Required work
Turn the paragraph in the selenium news item below that begins "Selenium, a naturally occurring element" into a short bulleted list that keeps its main facts.

News
June 1, 2008
Judge orders end to selenium violations at Logan mine

A federal judge has for the first time ordered a West Virginia coal operator to stop discharging illegal levels of the toxic mineral selenium into state streams.

U.S. District Judge Robert C. Chambers gave Apogee Coal Co. four months to clean up its selenium discharges in Logan County.

Chambers gave Apogee, an arm of Magnum Coal, 30 days to submit a plan containing a compliance schedule. The company has 90 days after that to implement the plan or show the judge why it cannot do so.

"In passing the [Clean Water Act], Congress made a clear policy choice in favor of environmental protection," Chambers wrote in a 20-page decision. The judge added, "There is no exception to permit compliance because such compliance is expensive."

Chambers issued his ruling on May 27 in one of two lawsuits environmental group lawyers have filed against Magnum Coal operations over the company's repeated selenium discharge violations.

The Ohio Valley Environmental Coalition and the West Virginia Highlands Conservancy filed citizen suits against mine operators after inaction by the state Department of Environmental Protection to stop the violations.

"DEP has been trying to get out of actually enforcing selenium limits in all of these permits," said Cindy Rank, mining chairwoman for the Highlands Conservancy. "We have to be grateful to Judge Chambers that he recognized that was just not adequate."

Selenium, a naturally occurring element found in many rocks and soils, is an antioxidant that is needed in very small amounts for good health. But in slightly larger amounts, selenium can be highly toxic. In humans, it can cause hair loss, nail brittleness and neurological problems such as numbness. In aquatic life, very small amounts of selenium have been found to cause reproductive problems.

Dataset excerpts
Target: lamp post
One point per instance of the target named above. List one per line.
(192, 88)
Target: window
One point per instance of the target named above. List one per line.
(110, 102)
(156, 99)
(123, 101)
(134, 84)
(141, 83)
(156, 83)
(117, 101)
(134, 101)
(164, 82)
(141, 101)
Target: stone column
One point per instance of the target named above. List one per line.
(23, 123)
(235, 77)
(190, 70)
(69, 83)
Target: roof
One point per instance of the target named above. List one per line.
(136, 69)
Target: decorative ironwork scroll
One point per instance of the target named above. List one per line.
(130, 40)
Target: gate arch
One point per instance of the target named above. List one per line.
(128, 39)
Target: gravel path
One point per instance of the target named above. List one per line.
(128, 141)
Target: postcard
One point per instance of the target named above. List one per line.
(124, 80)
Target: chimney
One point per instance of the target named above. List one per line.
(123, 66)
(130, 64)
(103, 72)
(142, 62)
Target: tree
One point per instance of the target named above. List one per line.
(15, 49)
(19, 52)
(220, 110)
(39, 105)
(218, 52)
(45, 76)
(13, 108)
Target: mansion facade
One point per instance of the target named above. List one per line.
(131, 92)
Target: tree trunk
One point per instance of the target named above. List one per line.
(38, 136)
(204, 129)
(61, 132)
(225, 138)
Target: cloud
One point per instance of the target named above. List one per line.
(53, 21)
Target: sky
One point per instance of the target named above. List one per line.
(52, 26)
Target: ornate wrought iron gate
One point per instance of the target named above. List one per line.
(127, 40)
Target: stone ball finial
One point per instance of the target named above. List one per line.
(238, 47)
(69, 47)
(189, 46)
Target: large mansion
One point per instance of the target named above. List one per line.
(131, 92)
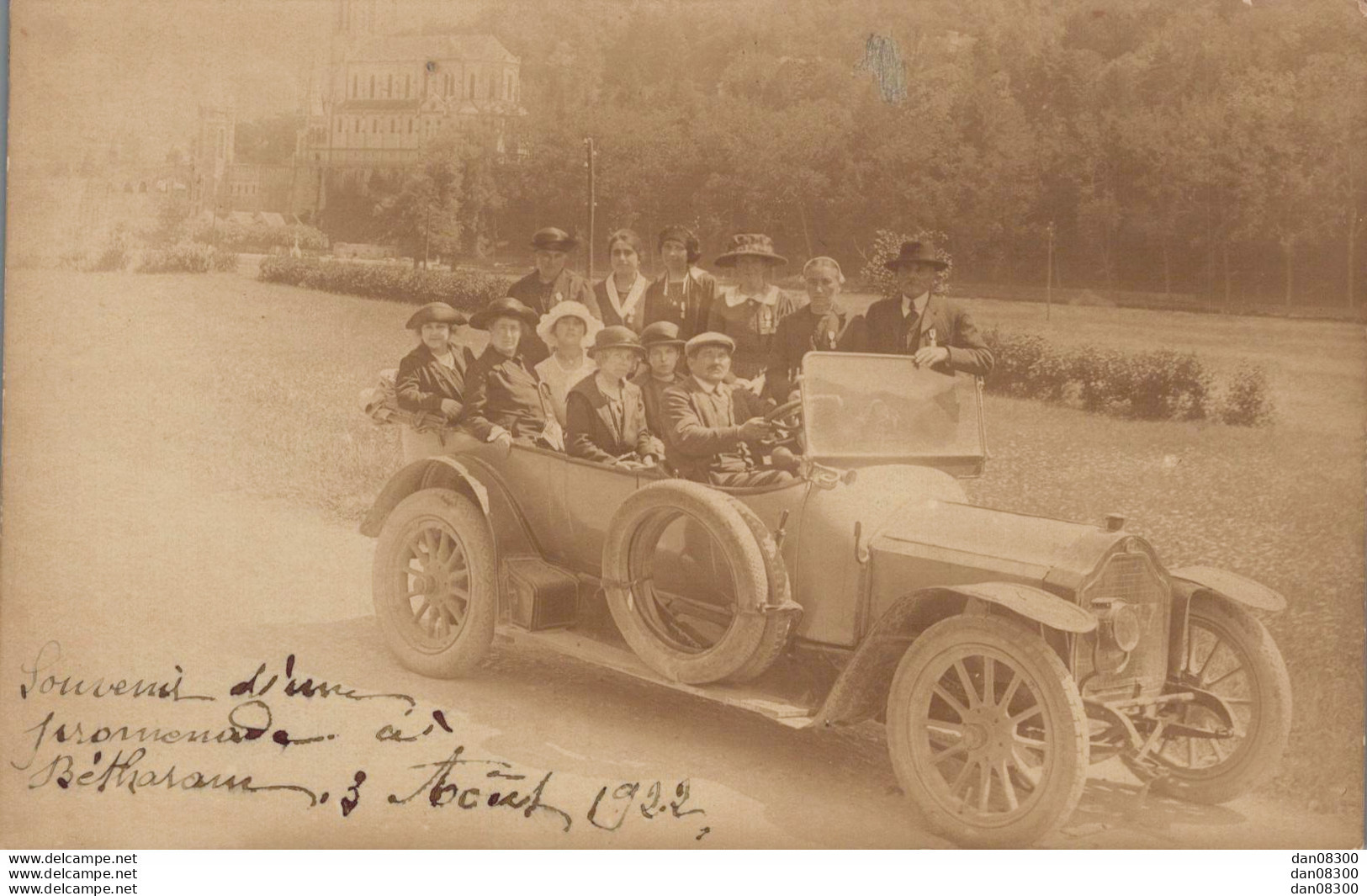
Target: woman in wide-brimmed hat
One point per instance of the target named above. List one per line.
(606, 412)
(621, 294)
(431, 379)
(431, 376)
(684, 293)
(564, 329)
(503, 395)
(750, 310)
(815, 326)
---
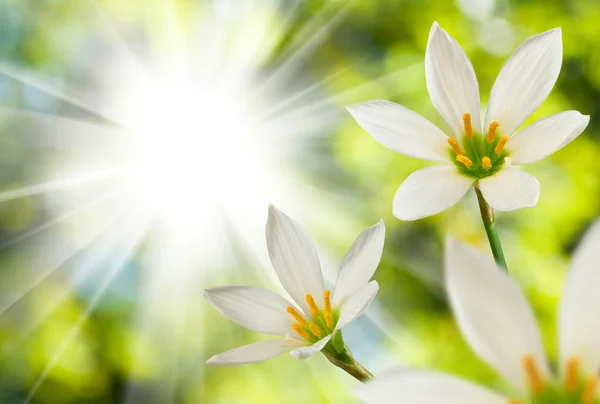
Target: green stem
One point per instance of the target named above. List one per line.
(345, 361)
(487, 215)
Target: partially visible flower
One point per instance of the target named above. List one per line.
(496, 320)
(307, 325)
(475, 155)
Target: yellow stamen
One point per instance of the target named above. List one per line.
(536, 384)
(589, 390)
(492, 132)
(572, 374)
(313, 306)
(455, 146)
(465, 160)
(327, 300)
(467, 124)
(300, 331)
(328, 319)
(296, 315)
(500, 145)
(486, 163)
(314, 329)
---
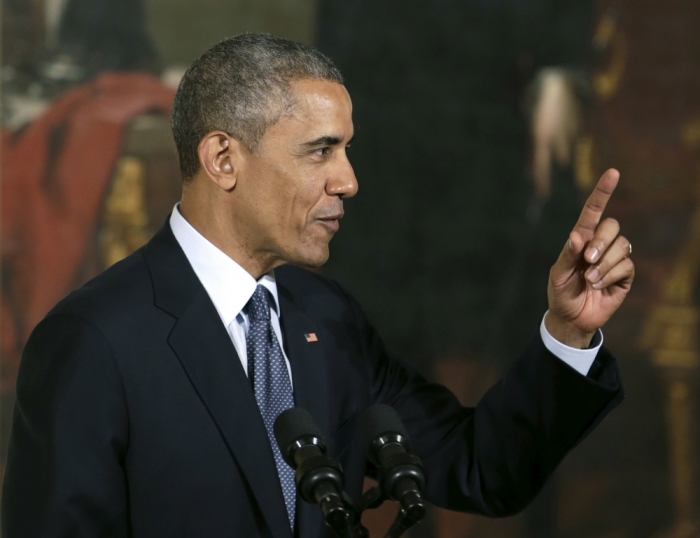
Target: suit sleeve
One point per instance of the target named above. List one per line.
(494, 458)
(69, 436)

Exercise solution
- Selenium occurs naturally in many rocks and soils.
- It is an antioxidant the body needs in very small amounts for good health.
- In slightly larger amounts, it can be highly toxic.
- In humans, it can cause hair loss, brittle nails and neurological problems such as numbness.
- In aquatic life, very small amounts have been found to cause reproductive problems.